COMPRUEBA TU COMPRENSIÓN:
**a)** Cambia "hermano" por "primo" al copiar de nuevo el pasaje del relato sobre el parto que empieza en "Lo más sorprendente" y termina en "mía, esta proeza.".
**b)** Continúa el relato sobre el parto a partir de su última oración.

FRAGMENTO DEL DOCUMENTO:
++++++++
Lo más sorprendente del caso es que una mujer en estos tiempos en que la gente hace lo posible por repeler el dolor, no habría tenido un parto tan «ágil» como en esas circunstancias en las que nací, menos aún tratándose del segundo parto en menos de diez meses. Así como se los cuento, mi hermano nació diez meses antes que yo, y mi madre quedó encinta —mejor dicho, fue preñada— de mí sin siquiera permitirse descansar la cuarentena. En realidad no es algo de lo que se deba hacer alarde, tampoco soy la persona más indicada para juzgar sobre la irresponsabilidad de semejante eventualidad y, sin embargo, por encima de todos los méritos que pueden atribuirse a una mujer-madre, es importante sumar, en el caso de la mía, esta proeza.
++++++++
(Entradas de datos guardadas)
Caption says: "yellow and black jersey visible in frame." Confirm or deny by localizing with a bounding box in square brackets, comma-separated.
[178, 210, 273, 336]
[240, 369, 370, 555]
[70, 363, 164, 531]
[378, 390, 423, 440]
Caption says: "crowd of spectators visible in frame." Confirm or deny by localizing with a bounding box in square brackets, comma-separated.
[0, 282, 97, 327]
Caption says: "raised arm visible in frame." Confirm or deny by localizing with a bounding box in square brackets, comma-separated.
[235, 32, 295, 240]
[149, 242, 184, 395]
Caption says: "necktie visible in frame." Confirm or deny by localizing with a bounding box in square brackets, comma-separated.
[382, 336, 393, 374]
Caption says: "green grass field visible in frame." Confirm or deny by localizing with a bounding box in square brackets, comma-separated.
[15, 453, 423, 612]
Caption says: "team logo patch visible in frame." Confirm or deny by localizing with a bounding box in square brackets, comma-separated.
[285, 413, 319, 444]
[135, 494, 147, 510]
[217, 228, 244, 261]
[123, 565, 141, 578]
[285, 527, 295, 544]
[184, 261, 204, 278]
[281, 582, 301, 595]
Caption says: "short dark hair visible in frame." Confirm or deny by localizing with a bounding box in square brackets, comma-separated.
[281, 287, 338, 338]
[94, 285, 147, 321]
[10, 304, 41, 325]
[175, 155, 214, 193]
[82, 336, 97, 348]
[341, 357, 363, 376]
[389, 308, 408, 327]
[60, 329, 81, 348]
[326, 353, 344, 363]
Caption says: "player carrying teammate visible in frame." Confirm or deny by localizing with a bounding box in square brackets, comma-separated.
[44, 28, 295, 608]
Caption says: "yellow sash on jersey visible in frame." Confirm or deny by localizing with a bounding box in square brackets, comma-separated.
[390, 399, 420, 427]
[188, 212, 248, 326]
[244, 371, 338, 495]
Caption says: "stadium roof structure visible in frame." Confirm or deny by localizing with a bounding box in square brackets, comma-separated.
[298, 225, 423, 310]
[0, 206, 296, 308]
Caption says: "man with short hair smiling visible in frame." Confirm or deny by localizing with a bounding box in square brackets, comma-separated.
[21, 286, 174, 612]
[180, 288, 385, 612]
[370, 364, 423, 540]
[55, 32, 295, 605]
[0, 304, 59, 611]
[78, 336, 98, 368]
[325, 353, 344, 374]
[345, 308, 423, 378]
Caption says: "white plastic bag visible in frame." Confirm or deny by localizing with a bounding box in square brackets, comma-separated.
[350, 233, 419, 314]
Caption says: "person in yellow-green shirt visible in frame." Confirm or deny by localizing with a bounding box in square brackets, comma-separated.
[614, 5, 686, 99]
++++++++
PROBLEMAS RESUELTOS:
**a)**
Lo más sorprendente del caso es que una mujer en estos tiempos en que la gente hace lo posible por repeler el dolor, no habría tenido un parto tan «ágil» como en esas circunstancias en las que nací, menos aún tratándose del segundo parto en menos de diez meses. Así como se los cuento, mi primo nació diez meses antes que yo, y mi madre quedó encinta —mejor dicho, fue preñada— de mí sin siquiera permitirse descansar la cuarentena. En realidad no es algo de lo que se deba hacer alarde, tampoco soy la persona más indicada para juzgar sobre la irresponsabilidad de semejante eventualidad y, sin embargo, por encima de todos los méritos que pueden atribuirse a una mujer-madre, es importante sumar, en el caso de la mía, esta proeza.

**b)**
Siguiendo con el relato, les contaba que mi madre es enfermera y una joven madre. A sus veintipocos años tendría que renunciar a ejercer su profesión para hacerse cargo de sus dos pequeñas crías, con todos los inconvenientes que esta circunstancia le acarreaba. En fin, que más de alguna seguro que hizo frente a la misma situación, así que se sentirá plenamente identificada. Ojo, que eso no significa que haya sido o que sea una situación que deba normalizarse.

Aquel día de mayo, como ocurre en la mayoría de los alumbramientos, las contracciones preparto fueron el preludio de mi llegada. Sin embargo, no recuerdo haber tenido tanta prisa por salir, como lo describe mi madre. Pero siempre es bueno escuchar las dos versiones.

Ante el aviso de mi salida, mi padre —que no les sorprenda que en mi relato aparezca solo puntualmente—, pensó que tendría tiempo suficiente para ir a su lugar de trabajo y solicitar que le prestaran un vehículo para llevar a mi madre, conmigo dentro evidentemente, al hospital donde, como es habitual, facilitarían el trabajo de parto bajo la supervisión de las personas especialistas.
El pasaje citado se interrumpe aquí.